▶ **REQUIREMENT**:
Convert the records, from the start up to and including the line containing "177 74 L 177", into a two-column CSV with the headers text and answer. Give one row per record, with each field quoted and line breaks replaced by spaces.

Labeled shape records
╭──

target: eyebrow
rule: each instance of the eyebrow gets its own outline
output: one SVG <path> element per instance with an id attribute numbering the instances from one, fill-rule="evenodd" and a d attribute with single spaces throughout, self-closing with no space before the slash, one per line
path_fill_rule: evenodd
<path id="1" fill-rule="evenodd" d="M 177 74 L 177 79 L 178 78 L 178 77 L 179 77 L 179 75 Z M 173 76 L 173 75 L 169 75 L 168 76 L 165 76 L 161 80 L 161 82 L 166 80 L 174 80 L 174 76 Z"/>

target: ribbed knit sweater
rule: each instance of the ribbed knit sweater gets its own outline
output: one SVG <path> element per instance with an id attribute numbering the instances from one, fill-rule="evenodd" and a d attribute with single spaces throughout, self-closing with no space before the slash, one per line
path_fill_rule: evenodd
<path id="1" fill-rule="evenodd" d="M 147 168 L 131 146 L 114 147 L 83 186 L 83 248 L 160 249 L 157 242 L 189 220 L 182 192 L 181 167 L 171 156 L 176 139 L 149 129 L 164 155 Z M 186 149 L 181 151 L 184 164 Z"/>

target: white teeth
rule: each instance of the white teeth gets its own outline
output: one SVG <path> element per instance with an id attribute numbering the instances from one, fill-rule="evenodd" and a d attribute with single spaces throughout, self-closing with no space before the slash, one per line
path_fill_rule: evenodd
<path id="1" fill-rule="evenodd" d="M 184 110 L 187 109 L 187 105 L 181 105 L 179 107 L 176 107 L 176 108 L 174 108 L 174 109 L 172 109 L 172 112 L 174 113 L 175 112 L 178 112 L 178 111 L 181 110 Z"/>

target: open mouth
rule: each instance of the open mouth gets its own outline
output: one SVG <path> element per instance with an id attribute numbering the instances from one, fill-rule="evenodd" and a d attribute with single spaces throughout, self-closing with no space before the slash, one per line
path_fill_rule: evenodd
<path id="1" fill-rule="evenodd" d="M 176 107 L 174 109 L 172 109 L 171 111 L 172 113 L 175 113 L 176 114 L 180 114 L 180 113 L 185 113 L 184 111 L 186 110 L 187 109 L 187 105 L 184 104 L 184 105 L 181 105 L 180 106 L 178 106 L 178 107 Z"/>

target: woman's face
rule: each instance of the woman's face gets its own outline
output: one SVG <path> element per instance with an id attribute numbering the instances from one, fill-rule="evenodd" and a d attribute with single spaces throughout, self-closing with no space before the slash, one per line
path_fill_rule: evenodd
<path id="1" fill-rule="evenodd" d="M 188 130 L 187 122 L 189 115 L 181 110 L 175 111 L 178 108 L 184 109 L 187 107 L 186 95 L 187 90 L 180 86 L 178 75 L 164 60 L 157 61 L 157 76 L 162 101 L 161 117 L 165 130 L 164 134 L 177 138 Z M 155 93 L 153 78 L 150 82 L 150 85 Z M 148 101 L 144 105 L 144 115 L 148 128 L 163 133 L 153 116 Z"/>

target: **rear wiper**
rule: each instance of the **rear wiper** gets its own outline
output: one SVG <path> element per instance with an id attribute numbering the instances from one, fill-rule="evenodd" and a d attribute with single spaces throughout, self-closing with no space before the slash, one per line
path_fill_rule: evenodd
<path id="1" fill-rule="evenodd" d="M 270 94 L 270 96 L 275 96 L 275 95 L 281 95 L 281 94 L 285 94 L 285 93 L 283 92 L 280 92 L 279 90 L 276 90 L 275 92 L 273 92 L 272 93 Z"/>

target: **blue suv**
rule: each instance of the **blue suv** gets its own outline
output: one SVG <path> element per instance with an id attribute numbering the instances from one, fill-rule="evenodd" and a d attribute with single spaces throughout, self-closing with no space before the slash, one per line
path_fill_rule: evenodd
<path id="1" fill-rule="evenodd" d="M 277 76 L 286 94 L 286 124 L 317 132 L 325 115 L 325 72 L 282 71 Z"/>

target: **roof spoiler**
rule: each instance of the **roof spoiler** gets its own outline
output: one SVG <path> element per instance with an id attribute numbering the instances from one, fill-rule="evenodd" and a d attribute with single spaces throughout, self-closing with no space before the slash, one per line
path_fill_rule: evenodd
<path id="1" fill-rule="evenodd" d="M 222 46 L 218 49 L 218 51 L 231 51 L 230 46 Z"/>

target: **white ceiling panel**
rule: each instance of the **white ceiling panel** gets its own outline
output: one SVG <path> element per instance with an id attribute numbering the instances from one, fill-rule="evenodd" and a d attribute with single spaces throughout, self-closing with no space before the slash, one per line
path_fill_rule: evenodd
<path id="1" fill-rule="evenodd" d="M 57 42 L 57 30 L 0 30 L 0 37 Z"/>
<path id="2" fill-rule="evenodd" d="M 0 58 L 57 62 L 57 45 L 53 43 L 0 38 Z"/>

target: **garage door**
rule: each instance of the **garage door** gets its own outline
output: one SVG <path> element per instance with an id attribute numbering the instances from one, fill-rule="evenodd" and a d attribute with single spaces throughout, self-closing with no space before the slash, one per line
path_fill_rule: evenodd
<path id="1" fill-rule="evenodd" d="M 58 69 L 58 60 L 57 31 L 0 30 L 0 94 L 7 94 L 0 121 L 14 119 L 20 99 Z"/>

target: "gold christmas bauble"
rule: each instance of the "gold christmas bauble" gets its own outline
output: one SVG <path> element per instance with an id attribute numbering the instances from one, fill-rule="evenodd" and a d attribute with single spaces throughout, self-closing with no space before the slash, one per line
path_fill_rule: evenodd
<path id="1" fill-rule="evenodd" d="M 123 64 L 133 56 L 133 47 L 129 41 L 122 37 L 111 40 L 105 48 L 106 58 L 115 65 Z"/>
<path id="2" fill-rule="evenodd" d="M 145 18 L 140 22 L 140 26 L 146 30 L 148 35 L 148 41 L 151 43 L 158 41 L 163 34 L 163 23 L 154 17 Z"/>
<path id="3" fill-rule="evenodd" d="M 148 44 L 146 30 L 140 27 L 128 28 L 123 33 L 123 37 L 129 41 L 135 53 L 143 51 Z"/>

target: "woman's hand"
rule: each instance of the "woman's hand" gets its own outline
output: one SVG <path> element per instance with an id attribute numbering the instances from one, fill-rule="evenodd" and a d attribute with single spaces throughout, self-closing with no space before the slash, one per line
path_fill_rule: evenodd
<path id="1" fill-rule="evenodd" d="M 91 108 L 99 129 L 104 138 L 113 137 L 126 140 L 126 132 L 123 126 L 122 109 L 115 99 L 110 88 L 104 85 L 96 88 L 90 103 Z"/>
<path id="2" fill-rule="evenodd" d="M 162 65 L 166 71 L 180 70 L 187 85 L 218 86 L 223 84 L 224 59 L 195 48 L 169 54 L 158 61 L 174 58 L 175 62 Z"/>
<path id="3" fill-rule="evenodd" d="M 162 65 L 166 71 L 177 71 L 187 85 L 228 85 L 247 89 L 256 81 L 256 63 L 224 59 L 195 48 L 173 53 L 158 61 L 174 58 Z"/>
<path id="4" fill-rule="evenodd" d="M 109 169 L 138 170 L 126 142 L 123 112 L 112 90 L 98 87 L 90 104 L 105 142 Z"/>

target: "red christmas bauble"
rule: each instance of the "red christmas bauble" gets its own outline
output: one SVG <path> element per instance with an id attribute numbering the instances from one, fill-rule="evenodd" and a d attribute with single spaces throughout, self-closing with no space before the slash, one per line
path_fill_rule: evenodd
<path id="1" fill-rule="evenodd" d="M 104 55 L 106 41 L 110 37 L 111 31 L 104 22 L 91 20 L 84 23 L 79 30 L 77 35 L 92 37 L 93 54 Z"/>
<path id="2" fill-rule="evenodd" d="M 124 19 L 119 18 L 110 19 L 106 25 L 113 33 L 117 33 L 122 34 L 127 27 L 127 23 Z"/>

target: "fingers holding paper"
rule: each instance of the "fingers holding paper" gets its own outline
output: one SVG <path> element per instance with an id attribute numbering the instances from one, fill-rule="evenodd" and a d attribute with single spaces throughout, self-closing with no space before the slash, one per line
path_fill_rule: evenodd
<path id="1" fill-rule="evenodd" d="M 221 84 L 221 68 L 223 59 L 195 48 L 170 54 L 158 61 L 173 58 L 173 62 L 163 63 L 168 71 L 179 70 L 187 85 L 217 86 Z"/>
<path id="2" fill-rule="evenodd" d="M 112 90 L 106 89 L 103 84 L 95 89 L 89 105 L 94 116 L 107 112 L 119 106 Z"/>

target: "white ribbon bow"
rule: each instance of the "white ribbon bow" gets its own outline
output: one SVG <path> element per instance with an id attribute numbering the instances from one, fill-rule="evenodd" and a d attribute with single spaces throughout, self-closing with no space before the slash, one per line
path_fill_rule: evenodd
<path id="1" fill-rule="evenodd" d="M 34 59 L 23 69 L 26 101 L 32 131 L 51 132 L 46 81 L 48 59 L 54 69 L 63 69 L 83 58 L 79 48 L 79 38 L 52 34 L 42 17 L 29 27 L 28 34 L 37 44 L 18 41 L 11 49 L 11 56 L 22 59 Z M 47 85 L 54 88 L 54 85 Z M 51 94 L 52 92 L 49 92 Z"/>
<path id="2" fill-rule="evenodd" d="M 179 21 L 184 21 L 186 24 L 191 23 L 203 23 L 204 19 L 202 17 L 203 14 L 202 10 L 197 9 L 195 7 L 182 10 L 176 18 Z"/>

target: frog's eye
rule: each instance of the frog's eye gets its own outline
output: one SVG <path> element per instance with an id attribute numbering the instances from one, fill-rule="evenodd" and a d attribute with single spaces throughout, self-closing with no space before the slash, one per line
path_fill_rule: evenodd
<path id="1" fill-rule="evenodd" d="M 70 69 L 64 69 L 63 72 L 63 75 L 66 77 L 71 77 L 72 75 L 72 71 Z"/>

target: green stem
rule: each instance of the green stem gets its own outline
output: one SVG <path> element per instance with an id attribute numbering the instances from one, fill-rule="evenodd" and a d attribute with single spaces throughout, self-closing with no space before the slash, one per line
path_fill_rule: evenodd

╰──

▶ **TASK RESPONSE**:
text,answer
"target: eyebrow rule: each instance of the eyebrow gets its own outline output: one SVG <path> element per instance with an id attribute numbering the instances from one, fill-rule=""evenodd"" and a d attribute with single spaces throughout, self-closing with no space before the slash, one per line path_fill_rule: evenodd","<path id=""1"" fill-rule=""evenodd"" d=""M 177 74 L 177 79 L 178 78 L 178 77 L 179 77 L 179 75 Z M 173 76 L 173 75 L 169 75 L 168 76 L 165 76 L 161 80 L 161 82 L 166 80 L 174 80 L 174 76 Z""/>"